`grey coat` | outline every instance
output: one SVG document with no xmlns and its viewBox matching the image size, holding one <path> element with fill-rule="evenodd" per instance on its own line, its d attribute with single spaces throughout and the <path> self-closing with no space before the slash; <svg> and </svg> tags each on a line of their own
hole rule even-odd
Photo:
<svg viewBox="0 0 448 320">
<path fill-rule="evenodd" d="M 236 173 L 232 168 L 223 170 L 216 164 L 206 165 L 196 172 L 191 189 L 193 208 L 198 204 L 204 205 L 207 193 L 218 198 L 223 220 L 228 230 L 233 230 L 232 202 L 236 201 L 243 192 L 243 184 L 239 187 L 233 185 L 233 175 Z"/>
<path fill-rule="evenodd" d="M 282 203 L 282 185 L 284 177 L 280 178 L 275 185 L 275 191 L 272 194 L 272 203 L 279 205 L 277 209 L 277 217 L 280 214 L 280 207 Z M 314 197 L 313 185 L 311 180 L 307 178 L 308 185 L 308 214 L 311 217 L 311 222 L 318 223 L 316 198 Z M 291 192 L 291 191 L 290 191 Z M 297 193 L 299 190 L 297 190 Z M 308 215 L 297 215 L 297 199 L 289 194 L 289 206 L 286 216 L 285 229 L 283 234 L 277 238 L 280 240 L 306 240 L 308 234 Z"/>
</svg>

———

- Work order: In how many lines of the records does the word "instance" appear? Answer with the number only.

- Reply to the task: 2